##### Document extract #####
Gus covered the song in 1996 for the Scream soundtrack. Finnish rock (then gothic metal) band H.I.M. recorded a version of the song on their 1997 debut album Greatest Lovesongs, Vol. 666. Pop rock band the Goo Goo Dolls recorded a cover of "(Don't Fear) The Reaper" on their 1987 self-titled album. In 1992, Clint Ruin and Lydia Lunch released the extended play Don't Fear the Reaper, on which their rendition of the song appears. Apollo 440 transcribed an electronic version of the track on the 1995 debut album Millennium Fever. In 1998, Jive Bunny & the Mastermixers recorded a cover of the song on their Rock the Party album. Celtic rock band Big Country included a cover of the song on their 2001 covers album Under Cover. The Mutton Birds recorded a version for the 1996 movie The Frighteners; this version is also included on their 2002 greatest hits compilation Flock: The Best of the Mutton Birds. Folk rock band Unto Ashes issued a rendition of "(Don't Fear) The Reaper" on the 2003 album Empty into White. Alternative rock group The Beautiful South covered the song on their 2004 album Golddiggas, Headnodders and Pholk Songs. "(Don't Fear) The Reaper" was covered by hardcore punk band Snuff on their 2005 album Six of One, Half a Dozen of the Other: 1986-2002. Synthpop band Heaven 17 recorded a cover of the song on their album Before After, also released in 2005. Pat DiNizio, frontman for the Smithereens, covered the song on his 2006 solo album This Is Pat DiNizio. In 2008, jam band moe. recorded a live version of the song on their Dr. Stan's Prescription, Volume 2 album. Rock band L.A. Guns added a version of the song on their 2010 covers album Covered in Guns. Pierce the Veil covered the song on the Punk Goes Classic Rock (2010) compilation. Swedish doom metal band Candlemass covered the song on their 2010 EP Don't Fear The Reaper.
##### Excerpted data #####
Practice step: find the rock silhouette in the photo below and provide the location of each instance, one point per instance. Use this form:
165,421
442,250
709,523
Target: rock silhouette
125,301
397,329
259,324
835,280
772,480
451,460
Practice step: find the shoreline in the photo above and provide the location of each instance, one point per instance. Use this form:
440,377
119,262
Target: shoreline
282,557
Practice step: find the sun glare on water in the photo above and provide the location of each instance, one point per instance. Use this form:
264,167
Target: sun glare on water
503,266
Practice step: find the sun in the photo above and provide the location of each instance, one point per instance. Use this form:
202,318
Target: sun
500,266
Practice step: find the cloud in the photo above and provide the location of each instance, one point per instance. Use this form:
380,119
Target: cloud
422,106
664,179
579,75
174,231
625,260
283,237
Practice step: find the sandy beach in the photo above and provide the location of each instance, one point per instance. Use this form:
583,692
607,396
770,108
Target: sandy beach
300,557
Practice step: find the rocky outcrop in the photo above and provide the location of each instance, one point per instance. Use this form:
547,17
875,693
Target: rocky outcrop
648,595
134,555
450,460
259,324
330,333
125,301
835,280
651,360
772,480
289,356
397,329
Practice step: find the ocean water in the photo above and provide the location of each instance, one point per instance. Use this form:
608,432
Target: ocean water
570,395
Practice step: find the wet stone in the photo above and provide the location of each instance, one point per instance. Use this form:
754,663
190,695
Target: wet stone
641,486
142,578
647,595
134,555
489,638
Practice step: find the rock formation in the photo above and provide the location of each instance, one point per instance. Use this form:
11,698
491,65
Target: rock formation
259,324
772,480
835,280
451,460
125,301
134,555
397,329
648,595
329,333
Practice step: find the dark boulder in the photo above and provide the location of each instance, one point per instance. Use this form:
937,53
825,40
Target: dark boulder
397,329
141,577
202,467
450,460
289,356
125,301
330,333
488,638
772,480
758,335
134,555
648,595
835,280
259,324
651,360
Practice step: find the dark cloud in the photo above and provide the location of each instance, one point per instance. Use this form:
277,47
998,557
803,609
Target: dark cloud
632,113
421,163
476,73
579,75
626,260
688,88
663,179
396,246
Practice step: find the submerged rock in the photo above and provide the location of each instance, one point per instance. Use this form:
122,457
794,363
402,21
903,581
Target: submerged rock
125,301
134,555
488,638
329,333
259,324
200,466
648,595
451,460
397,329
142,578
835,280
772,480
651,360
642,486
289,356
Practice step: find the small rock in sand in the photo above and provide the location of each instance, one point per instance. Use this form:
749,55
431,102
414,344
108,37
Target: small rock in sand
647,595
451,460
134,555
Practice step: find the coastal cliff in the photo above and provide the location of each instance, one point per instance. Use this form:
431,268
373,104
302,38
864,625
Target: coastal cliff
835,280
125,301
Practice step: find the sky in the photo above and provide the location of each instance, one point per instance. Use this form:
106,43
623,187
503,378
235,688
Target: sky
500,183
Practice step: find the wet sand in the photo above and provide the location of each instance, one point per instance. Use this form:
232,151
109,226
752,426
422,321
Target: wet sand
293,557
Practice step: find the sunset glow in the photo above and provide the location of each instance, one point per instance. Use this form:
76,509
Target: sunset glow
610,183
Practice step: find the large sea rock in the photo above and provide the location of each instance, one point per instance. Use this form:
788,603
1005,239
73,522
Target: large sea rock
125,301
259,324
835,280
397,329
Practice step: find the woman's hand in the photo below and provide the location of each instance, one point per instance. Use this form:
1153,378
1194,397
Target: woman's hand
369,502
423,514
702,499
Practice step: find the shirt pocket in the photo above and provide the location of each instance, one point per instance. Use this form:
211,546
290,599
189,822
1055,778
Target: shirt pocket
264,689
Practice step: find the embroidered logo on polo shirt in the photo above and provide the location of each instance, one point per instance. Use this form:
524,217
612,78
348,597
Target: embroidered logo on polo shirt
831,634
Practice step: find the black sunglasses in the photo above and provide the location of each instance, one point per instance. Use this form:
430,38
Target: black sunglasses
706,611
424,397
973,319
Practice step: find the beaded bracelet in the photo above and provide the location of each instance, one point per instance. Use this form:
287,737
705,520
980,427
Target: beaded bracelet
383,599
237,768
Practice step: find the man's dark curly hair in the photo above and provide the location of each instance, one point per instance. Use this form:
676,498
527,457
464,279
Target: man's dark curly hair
#####
Please resume the passage above on cover versions of "(Don't Fear) The Reaper" and carry it on from its final sentence.

▸ Expected answer:
In other media
"(Don't Fear) The Reaper" appears on the soundtracks of several films and TV shows, most notably the 1978 horror film Halloween and its 2007 remake.
In addition, "(Don't Fear) The Reaper" was also featured in the films Gone Girl and Holding the Man, as well as the television shows Orange Is the New Black, 12 Monkeys, Parks and Recreation, Supernatural, The Americans,and Agents of S.H.I.E.L.D.. The track also appeared as the first song used in the BBC Three Sitcom Uncle starring Nick Helm
The song features prominently in the 1996 video game Ripper, appearing more than once throughout the course of the game and serving as the solution to one of the game's puzzles.
The Worthless Peons sing an a cappella version of the song in the Scrubs episode "My Lawyer's in Love."
Stephen King cited the song as the inspiration for his novel The Stand, and it appears as the theme song for the TV miniseries based on the novel. Its lyrics are also quoted at the beginning of the novel.
In Terry Pratchett's Discworld novels, Death's granddaughter Susan has the family motto Non Temetis Messor: "Don't Fear the Reaper." Pratchett's own arms, granted in 2010, has another Latin version of the phrase: Noli Timere Messorem.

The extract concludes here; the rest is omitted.